> [CONSIGNE 1]
Pour chacune des affirmations (a), (b) et (c), dites si elle concorde avec l'extrait sur le budget de la justice, en répondant par oui ou par non et en citant les mots décisifs du texte.
(a) Sur cinq ans, la Chancellerie évalue le coût de la réforme de la carte judiciaire à 427 millions d'euros.
(b) Les transfèrements de détenus relèvent actuellement de l'administration pénitentiaire.
(c) Le coût de la réforme de la carte judiciaire comprend le réaménagement du tribunal de grande instance de Paris.

> [EXTRAIT PROPOSÉ]
__________________________________________________

Elle avait ainsi fini par devenir un frein à la modernisation de la justice et une entrave à sa nécessaire lisibilité pour les citoyens.

Toutefois, cette réforme présente un coût initial.

Pour 2009, le budget qui lui sera consacré s’élève à 37 millions d’euros, supportés par le programme « Justice judiciaire ». Encore faut-il ajouter à cette somme 55 millions d’euros mobilisés sur le compte d’affectation spéciale « Gestion du patrimoine immobilier de l’État », provenant essentiellement des produits de cessions de bâtiments appartenant à l’État.

Au total et sur cinq ans, le coût de la réforme de la carte judiciaire est désormais chiffré par la Chancellerie à 427 millions d’euros, soit un montant très inférieur à celui qui était annoncé initialement, c'est-à-dire 800 millions d’euros.

Il faut toutefois préciser que ce coût n’intègre pas l’opération de réaménagement du tribunal de grande instance de Paris, qui pourrait s’élever, à elle seule, à près d’un milliard d’euros.

Le programme « Administration pénitentiaire » comporte 2, 467 milliards d’euros de crédits de paiement, soit une progression de 4 %.

Faut-il le rappeler ? En France, les conditions de détention sont inacceptables. La vétusté de la plupart des prisons y est pour beaucoup, mais surtout l’insuffisance de places est accablante. Le taux de surpopulation carcérale atteignait ainsi 126, 5 % au 1er juillet 2008 et ce taux, qui n’est qu’un taux moyen, peut même aller jusqu’à plus de 200 % dans certains établissements…

On ne peut donc que se réjouir de la création nette de 4 588 places en établissements pénitentiaires en 2009, parmi lesquels figure la maison d’arrêt du Mans, ce que je note avec satisfaction. Cependant, à supposer que le nombre de détenus reste au niveau actuel et que les prévisions en matière de créations nettes de places en détention soient respectées, il s’agit de 11 569 places à créer entre 2009 et 2012, le nombre de places n’égalera pas le nombre de personnes détenues au terme de la programmation…

En 2009, la création d’emplois au sein de l’administration pénitentiaire suivra ces ouvertures de places. Le programme enregistrera un nouvel accroissement de ses effectifs de 894 équivalents temps plein travaillé.

S’agissant des conditions de vie et d’accueil dans les établissements pénitentiaires, je souhaite tout particulièrement insister sur la prise en charge défaillante des cas de psychiatrie en milieu carcéral. Notre système souffre d’une grave insuffisance de moyens en la matière, notamment en ce qui concerne le nombre des psychiatres intervenant en établissement pénitentiaire. Je demande instamment que l’on crée des postes, notamment dans les nouveaux établissements.

La question des transfèrements de détenus pose également problème. Une « remise à plat » de la charge de ces missions, qui incombent actuellement à la police et à la gendarmerie, me paraît indispensable. Je reviendrai d’ailleurs sur cette question lors de la présentation de l’amendement proposé par la commission des finances du Sénat sur les crédits de la mission « Justice ».

Le programme « Protection judiciaire de la jeunesse » s’appuie sur une enveloppe de 787, 1 millions d’euros en crédits de paiement, en baisse de 2, 1 %.

__________________________________________________

> [DONNÉES FOURNIES]

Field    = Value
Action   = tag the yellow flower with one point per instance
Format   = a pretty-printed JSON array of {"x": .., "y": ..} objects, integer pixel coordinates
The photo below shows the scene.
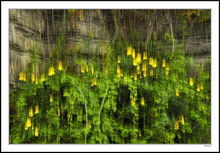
[
  {"x": 135, "y": 62},
  {"x": 36, "y": 132},
  {"x": 151, "y": 72},
  {"x": 58, "y": 112},
  {"x": 28, "y": 122},
  {"x": 30, "y": 111},
  {"x": 82, "y": 69},
  {"x": 177, "y": 92},
  {"x": 133, "y": 102},
  {"x": 198, "y": 87},
  {"x": 145, "y": 56},
  {"x": 51, "y": 98},
  {"x": 138, "y": 57},
  {"x": 119, "y": 59},
  {"x": 42, "y": 77},
  {"x": 142, "y": 101},
  {"x": 36, "y": 109},
  {"x": 176, "y": 125},
  {"x": 154, "y": 63},
  {"x": 92, "y": 70},
  {"x": 60, "y": 67},
  {"x": 129, "y": 50},
  {"x": 164, "y": 63},
  {"x": 191, "y": 81},
  {"x": 51, "y": 71},
  {"x": 151, "y": 61},
  {"x": 133, "y": 53},
  {"x": 201, "y": 86}
]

__________________________________________________

> [CONSIGNE 2] Recopiez fidèlement, ligne par ligne, l'entrée reproduite plus haut dans les données fournies, sans y inclure l'image.

> [CORRIGÉ 1]
(a) Oui : « le coût de la réforme de la carte judiciaire est désormais chiffré par la Chancellerie à 427 millions d’euros ».
(b) Non : « qui incombent actuellement à la police et à la gendarmerie ».
(c) Non : « ce coût n’intègre pas l’opération de réaménagement du tribunal de grande instance de Paris ».

> [CORRIGÉ 2]
Field    = Value
Action   = tag the yellow flower with one point per instance
Format   = a pretty-printed JSON array of {"x": .., "y": ..} objects, integer pixel coordinates
The photo below shows the scene.
[
  {"x": 135, "y": 62},
  {"x": 36, "y": 132},
  {"x": 151, "y": 72},
  {"x": 58, "y": 112},
  {"x": 28, "y": 122},
  {"x": 30, "y": 111},
  {"x": 82, "y": 69},
  {"x": 177, "y": 92},
  {"x": 133, "y": 102},
  {"x": 198, "y": 87},
  {"x": 145, "y": 56},
  {"x": 51, "y": 98},
  {"x": 138, "y": 57},
  {"x": 119, "y": 59},
  {"x": 42, "y": 77},
  {"x": 142, "y": 101},
  {"x": 36, "y": 109},
  {"x": 176, "y": 125},
  {"x": 154, "y": 63},
  {"x": 92, "y": 70},
  {"x": 60, "y": 67},
  {"x": 129, "y": 50},
  {"x": 164, "y": 63},
  {"x": 191, "y": 81},
  {"x": 51, "y": 71},
  {"x": 151, "y": 61},
  {"x": 133, "y": 53},
  {"x": 201, "y": 86}
]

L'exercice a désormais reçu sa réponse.